• [SOURCE TEXT]:
_ _ _

You’re Not the Man Your Father Was
According to a new report from JAMA, testosterone therapy among American men is on the rise. From 2010 to 2013 alone, prescriptions more than doubled. Much of this surge can be chalked up to now-ubiquitous drug marketing campaigns urging older men to boost “low T” levels—campaigns that are aggressively pushed by Big Pharma companies like AbbVie (ABBV) and Eli Lilly (LLY).
The huge demand for this therapy is not a response to marketing hype. In fact, men’s age-adjusted testosterone levels really are on the decline. And much evidence suggests that they have been declining for decades, going all the way back to the Silent Generation born in the late 1920s and 1930s.
The most prominent study, a 2007 report in the Journal of Clinical Endocrinology and Metabolism, revealed a “substantial” drop in U.S. men’s testosterone levels since the 1980s—with average levels declining by about 1% per year. This means, for example, that a 60-year-old man in 2004 had testosterone levels 17% lower than those of a 60-year-old in 1987. Another study of Danish men produced similar findings, with double-digit declines among men born in the 1960s compared to those born in the 1920s.

_ _ _

• [PROVIDED DATA]:
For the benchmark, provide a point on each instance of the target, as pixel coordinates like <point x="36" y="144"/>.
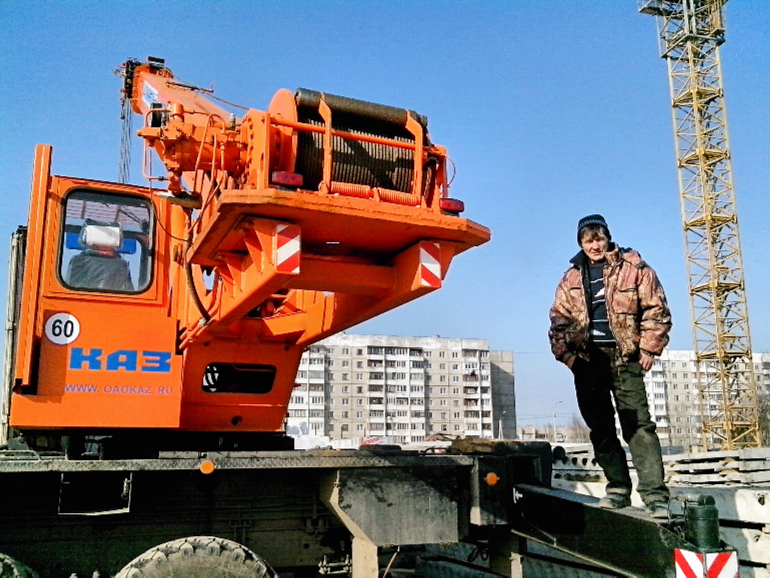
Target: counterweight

_ _ _

Please list every specific four-digit year (not decades like "the 1980s") mentioned in the testosterone article above the data.

• [TASK RESULT]:
2010, 2013, 2007, 2004, 1987